─── Data records
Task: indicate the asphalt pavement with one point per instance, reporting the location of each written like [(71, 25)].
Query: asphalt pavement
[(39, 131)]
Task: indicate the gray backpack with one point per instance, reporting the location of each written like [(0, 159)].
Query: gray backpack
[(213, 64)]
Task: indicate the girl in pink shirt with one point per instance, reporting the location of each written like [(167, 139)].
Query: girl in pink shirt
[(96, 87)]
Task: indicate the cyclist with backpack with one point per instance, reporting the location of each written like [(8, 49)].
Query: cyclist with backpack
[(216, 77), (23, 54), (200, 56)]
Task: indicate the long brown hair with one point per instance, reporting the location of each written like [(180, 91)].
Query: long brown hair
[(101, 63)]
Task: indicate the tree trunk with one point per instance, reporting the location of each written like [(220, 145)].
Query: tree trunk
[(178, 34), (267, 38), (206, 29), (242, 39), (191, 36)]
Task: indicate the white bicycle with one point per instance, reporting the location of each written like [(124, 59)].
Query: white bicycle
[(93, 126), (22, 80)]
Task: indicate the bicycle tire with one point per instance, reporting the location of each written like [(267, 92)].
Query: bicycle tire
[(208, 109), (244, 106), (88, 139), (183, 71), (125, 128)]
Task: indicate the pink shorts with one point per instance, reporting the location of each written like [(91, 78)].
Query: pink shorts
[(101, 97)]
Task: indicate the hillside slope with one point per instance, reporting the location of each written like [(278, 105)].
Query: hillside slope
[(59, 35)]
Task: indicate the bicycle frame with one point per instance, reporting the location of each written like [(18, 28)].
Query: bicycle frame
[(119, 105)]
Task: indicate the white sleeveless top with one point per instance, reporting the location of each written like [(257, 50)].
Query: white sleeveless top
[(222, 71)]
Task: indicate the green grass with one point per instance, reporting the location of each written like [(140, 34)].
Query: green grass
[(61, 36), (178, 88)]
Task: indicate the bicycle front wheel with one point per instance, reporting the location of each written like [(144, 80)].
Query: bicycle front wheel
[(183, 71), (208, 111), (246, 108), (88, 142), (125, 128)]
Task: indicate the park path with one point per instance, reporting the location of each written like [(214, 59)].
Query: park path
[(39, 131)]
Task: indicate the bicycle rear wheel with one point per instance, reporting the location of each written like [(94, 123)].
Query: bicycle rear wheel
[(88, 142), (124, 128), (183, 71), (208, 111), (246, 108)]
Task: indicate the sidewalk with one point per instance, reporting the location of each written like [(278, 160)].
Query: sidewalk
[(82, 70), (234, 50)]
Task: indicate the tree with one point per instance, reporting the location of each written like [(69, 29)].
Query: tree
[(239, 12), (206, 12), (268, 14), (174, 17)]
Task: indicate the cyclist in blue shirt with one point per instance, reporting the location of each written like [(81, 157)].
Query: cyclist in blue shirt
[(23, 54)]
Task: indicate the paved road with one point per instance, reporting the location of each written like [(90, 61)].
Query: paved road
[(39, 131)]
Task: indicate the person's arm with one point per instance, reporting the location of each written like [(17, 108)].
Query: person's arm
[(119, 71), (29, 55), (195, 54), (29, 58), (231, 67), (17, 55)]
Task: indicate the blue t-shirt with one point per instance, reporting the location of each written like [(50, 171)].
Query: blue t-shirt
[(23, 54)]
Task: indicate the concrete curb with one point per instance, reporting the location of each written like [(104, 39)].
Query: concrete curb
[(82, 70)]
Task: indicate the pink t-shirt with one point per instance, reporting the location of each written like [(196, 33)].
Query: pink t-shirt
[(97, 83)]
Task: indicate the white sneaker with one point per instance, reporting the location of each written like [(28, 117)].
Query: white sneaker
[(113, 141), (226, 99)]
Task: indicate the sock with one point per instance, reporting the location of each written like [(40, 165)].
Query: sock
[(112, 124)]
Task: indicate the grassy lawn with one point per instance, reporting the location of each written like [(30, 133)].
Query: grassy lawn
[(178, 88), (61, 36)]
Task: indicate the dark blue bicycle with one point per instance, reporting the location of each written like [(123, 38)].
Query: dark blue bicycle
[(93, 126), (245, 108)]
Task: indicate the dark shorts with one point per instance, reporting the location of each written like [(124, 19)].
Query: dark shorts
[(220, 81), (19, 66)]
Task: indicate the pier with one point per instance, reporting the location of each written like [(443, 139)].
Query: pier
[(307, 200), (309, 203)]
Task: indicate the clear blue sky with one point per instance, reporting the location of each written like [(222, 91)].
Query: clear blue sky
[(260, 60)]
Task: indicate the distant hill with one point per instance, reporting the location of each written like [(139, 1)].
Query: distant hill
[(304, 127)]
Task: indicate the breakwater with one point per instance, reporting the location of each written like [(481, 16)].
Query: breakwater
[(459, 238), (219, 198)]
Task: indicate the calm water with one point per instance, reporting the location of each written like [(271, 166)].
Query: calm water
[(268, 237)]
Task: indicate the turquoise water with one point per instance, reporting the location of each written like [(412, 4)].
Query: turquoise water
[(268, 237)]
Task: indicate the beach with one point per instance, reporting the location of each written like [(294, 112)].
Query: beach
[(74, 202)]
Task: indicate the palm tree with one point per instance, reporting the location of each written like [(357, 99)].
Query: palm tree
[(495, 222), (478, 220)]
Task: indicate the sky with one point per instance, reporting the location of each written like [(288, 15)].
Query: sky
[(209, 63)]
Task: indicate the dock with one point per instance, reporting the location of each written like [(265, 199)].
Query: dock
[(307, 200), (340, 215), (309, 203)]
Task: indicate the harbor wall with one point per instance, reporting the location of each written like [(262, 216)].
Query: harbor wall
──────
# Prompt
Wherever the word "harbor" appears in a line of the data, copy that line.

# Written response
Task: indicate the harbor wall with one point per instance, reporting the location of each written like [(262, 216)].
Query: harbor wall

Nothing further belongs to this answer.